• _GIVEN INSTRUCTION_
Copy every entry exactly.

(Part of a data file)

- - - -

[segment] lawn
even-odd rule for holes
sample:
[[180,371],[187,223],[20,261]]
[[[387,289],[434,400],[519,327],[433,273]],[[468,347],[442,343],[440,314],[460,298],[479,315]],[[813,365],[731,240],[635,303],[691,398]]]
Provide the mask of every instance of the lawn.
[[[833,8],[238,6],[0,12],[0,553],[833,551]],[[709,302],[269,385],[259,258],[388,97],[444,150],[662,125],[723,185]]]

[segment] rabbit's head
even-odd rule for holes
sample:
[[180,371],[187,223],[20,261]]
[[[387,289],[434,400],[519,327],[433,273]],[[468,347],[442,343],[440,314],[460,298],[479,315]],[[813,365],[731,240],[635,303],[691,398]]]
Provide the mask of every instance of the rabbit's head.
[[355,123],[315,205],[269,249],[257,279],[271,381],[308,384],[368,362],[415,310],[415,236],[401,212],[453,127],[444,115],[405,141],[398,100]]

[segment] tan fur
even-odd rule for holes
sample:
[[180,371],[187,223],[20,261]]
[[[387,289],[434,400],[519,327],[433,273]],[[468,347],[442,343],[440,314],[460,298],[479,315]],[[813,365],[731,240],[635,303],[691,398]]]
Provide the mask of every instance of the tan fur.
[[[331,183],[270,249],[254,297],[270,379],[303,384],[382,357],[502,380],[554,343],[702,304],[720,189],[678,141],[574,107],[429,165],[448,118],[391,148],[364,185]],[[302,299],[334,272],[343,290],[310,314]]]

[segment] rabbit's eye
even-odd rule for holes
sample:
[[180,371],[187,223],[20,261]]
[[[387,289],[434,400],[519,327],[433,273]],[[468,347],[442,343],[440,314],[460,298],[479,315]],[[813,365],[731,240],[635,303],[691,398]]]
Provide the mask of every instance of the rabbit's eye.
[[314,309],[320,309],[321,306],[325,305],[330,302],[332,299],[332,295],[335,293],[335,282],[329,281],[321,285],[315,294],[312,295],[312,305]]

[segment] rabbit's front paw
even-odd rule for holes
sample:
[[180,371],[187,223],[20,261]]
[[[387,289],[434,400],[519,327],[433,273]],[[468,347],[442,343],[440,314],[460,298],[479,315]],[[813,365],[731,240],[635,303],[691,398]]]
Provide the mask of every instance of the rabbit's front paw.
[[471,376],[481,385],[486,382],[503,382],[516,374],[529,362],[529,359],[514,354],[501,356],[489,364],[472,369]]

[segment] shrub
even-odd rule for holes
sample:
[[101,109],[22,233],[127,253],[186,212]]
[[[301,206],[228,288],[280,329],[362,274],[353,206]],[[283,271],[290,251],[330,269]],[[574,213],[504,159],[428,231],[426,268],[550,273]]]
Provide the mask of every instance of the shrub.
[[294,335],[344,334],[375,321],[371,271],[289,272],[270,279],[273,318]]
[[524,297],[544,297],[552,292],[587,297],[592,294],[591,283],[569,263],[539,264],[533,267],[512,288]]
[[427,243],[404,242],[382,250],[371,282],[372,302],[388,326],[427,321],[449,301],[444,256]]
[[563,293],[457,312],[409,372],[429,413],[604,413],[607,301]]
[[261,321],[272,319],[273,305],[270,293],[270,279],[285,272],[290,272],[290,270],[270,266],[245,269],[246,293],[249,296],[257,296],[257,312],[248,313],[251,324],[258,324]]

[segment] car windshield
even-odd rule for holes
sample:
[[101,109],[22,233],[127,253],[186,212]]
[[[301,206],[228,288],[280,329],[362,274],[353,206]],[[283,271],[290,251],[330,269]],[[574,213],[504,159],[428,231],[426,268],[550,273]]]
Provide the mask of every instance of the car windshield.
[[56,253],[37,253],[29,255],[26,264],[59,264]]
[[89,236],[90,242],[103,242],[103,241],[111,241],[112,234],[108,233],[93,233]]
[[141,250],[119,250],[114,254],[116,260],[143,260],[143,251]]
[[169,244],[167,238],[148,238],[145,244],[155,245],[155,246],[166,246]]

- - - -

• _FINAL RESULT_
[segment] lawn
even-odd rule for holes
sample:
[[180,371],[187,223],[20,261]]
[[[387,289],[434,400],[519,327],[433,273]],[[468,347],[442,343],[440,314],[460,298],[479,315]],[[813,365],[731,240],[635,303],[691,398]]]
Provide the mask of every instance of the lawn.
[[[833,8],[238,6],[0,12],[0,553],[833,551]],[[709,302],[269,385],[259,258],[388,97],[444,150],[662,125],[723,185]]]

[segment] rabbit's head
even-odd rule for holes
sample:
[[180,371],[187,223],[20,261]]
[[[387,289],[434,400],[519,327],[433,273]],[[468,347],[442,343],[440,314],[460,298],[479,315]],[[813,365],[731,240],[635,303],[691,398]]]
Provide the mask of every instance of the rabbit's head.
[[355,123],[315,205],[269,249],[257,279],[271,381],[308,384],[368,362],[415,310],[415,236],[401,212],[453,127],[444,115],[405,141],[398,100]]

[segment] tan fur
even-odd rule for holes
sample:
[[180,371],[187,223],[20,261]]
[[[387,289],[434,400],[519,327],[433,273]],[[468,347],[442,343],[440,314],[460,298],[479,315]],[[813,365],[731,240],[635,303],[691,398]]]
Provide the mask of every instance of the tan fur.
[[[331,183],[270,249],[254,297],[270,379],[303,384],[382,357],[502,380],[554,343],[702,304],[720,189],[678,141],[574,107],[429,165],[448,118],[391,148],[364,185]],[[302,299],[334,272],[343,290],[310,314]]]

[segment] rabbit's eye
even-odd rule for holes
sample:
[[180,371],[187,223],[20,261]]
[[[387,289],[434,400],[519,327],[433,273]],[[468,347],[442,343],[440,314],[460,298],[479,315]],[[813,365],[731,240],[635,303],[691,398]]]
Provide the mask of every instance of the rabbit's eye.
[[314,309],[320,309],[321,306],[325,305],[330,302],[332,299],[332,295],[335,293],[335,282],[329,281],[321,285],[315,294],[312,295],[312,305]]

[segment] rabbit's front paw
even-odd rule for holes
sample:
[[180,371],[187,223],[20,261]]
[[[387,289],[434,400],[519,327],[433,273]],[[468,347],[442,343],[440,314],[460,298],[479,315]],[[813,365],[731,240],[635,303],[691,398]]]
Provide the mask of every instance of the rabbit's front paw.
[[471,376],[481,385],[486,382],[503,382],[516,374],[529,362],[529,359],[514,354],[501,356],[489,364],[472,369]]

[segment] shrub
even-odd rule for holes
sample:
[[101,109],[22,233],[127,253],[186,212]]
[[[301,206],[228,288],[280,329],[362,274],[353,206]],[[283,271],[290,251],[330,269]],[[574,213],[504,159],[428,231],[426,268],[550,273]]]
Provide the mask of every instance of the shrub.
[[294,335],[344,334],[375,321],[371,271],[289,272],[270,279],[273,318]]
[[524,297],[544,297],[552,292],[587,297],[592,294],[591,283],[569,263],[539,264],[533,267],[512,288]]
[[427,243],[404,242],[382,250],[371,282],[372,302],[388,326],[427,321],[449,301],[444,256]]
[[563,293],[457,312],[409,372],[429,413],[604,413],[607,301]]
[[261,321],[272,319],[273,305],[270,293],[270,279],[285,272],[290,272],[290,270],[270,266],[245,269],[246,293],[249,296],[257,296],[257,312],[248,313],[251,324],[258,324]]

[segment] car windshield
even-odd rule for holes
sample:
[[101,109],[22,233],[127,253],[186,212]]
[[[301,206],[228,288],[280,329],[362,274],[353,206]],[[283,271],[290,251],[330,269]],[[574,213],[504,159],[428,231],[426,268],[550,273]]]
Provide the mask of every instance of the car windshield.
[[56,253],[37,253],[29,255],[26,264],[59,264]]
[[89,236],[90,242],[103,242],[103,241],[111,241],[112,234],[108,233],[93,233]]
[[141,250],[119,250],[114,254],[116,260],[143,260],[143,251]]
[[169,244],[167,238],[148,238],[145,244],[155,245],[155,246],[166,246]]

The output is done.